*Фрагмент для чтения*

= = = =

III. Значение болезней
О! как нужны нам недуги! Из множества польз, которые я уже извлек из них, скажу вам только одну: ныне каков я ни есть, но я все же стал лучше, нежели был прежде; не будь этих недугов, я бы задумал, что стал уже таким, каким следует мне быть.

VI. О помощи бедным
Помогать нужно прежде всего тому, с которым случилось несчастие внезапное, которое вдруг, в одну минуту, лишило его всего за одним разом... словом — всякое лишение внезапное, где вдруг является человеку бедность, к которой он еще не успел привыкнуть. Туда несите помощь. <...>
А потому наставьте его, как ему изворотиться именно с той самой помощью, которую вы принесли ему, объясните ему истинное значение несчастья, чтобы он видел, что оно послано ему затем, дабы он изменил прежнее житие свое, дабы отныне он стал уже не прежний, но как бы другой человек и вещественно и нравственно.

XIV. О театре, об одностороннем взгляде
на театр и вообще об односторонности
Театр ничуть не безделица и вовсе не пустая вещь, если примешь в соображенье то, что в нем может поместиться вдруг толпа из пяти, шести тысяч человек и что вся эта толпа, ни в чем не сходная между собою, разбирая по единицам, может вдруг потрястись одним потрясеньем, зарыдать одними слезами и засмеяться одним всеобщим смехом. Это такая кафедра, с которой можно много сказать миру добра.

XVI. Советы
Все каким-то инстинктом обращалось ко мне, требуя помощи и совета. Тут только узнал я близкое родство человеческих душ между собою. Стоит только хорошенько выстрадаться самому, как уже все страдающие становятся тебе понятны и почти знаешь, что нужно сказать им. Этого мало; самый ум проясняется: дотоле сокрытые положенья и поприща людей становятся тебе известны, и делается видно, что кому из них потребно.

XIX. Нужно любить Россию
Если только возлюбит русский Россию, возлюбит и все, что ни есть в России. К этой любви нас ведет теперь Сам Бог. Без болезней и страданий, которые в таком множестве накопились внутри ее и которых виною мы сами, не почувствовал бы никто из нас к ней состраданья. А состраданье есть уже начало любви. <...>
Если вы действительно полюбите Россию, вы будете рваться служить ей; не в губернаторы, но в капитан-исправники пойдете, — последнее место, какое ни отыщется в ней, возьмете, предпочитая одну крупицу деятельности на нем всей вашей нынешней, бездейственной и праздной жизни.

= = = =

*Набор заданий*
**A.** Выпишите заголовки всех разделов фрагмента для чтения вместе с их римскими номерами.
**B.** Продолжите фрагмент для чтения, начав сразу после его последнего предложения.
Материал для работы не понадобится.

= = = =

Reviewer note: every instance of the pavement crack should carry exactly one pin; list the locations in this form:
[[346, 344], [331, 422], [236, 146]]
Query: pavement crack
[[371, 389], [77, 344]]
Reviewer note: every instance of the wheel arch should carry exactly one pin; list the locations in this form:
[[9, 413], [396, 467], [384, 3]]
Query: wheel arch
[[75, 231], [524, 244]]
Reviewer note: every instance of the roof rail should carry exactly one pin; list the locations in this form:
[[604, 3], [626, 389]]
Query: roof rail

= = = =

*Ответы к заданиям*
**A.**
III. Значение болезней
VI. О помощи бедным
XIV. О театре, об одностороннем взгляде на театр и вообще об односторонности
XVI. Советы
XIX. Нужно любить Россию

**B.**
XII. Христианин идет вперед
Друг мой! считай себя не иначе, как школьником и учеником. Не думай, чтобы ты уже был стар для того, чтобы учиться, что силы твои достигнули настоящей зрелости и развития и что характер и душа твоя получили уже настоящую форму и не могут быть лучшими. Для христианина нет оконченного курса; он вечно ученик и до самого гроба ученик. <...>
Ум не есть высшая в нас способность. Его должность не больше, как полицейская: он может только привести в порядок и расставить по местам все то, что у нас уже есть. Отвлеченными чтеньями, размышленьями и беспрестанными слушаньями всех курсов наук его заставишь только слишком немного уйти вперед; иногда это даже подавляет его, мешая его самобытному развитию. Он несравненно в большей зависимости находится от душевных состояний: как только забушует страсть, он уже вдруг поступает слепо и глупо; если же покойна душа и не кипит никакая страсть, он и сам проясняется и поступает умно. Но и разум не дает полной возможности человеку стремиться вперед. Есть высшая еще способность; имя ей — мудрость. <...>
Из совета самого простого извлечет он [человек] мудрость совета; глупейший предмет станет к нему своей мудрой стороной, и вся вселенная перед ним станет, как одна открытая книга ученья: больше всех будет он черпать из нее сокровищ, потому что больше всех будет слышать, что он ученик. Но если только возмнит он хотя на миг, что ученье его кончено, и он уже не ученик, и оскорбится он чьим бы то ни было уроком или поученьем, мудрость вдруг от него отнимется.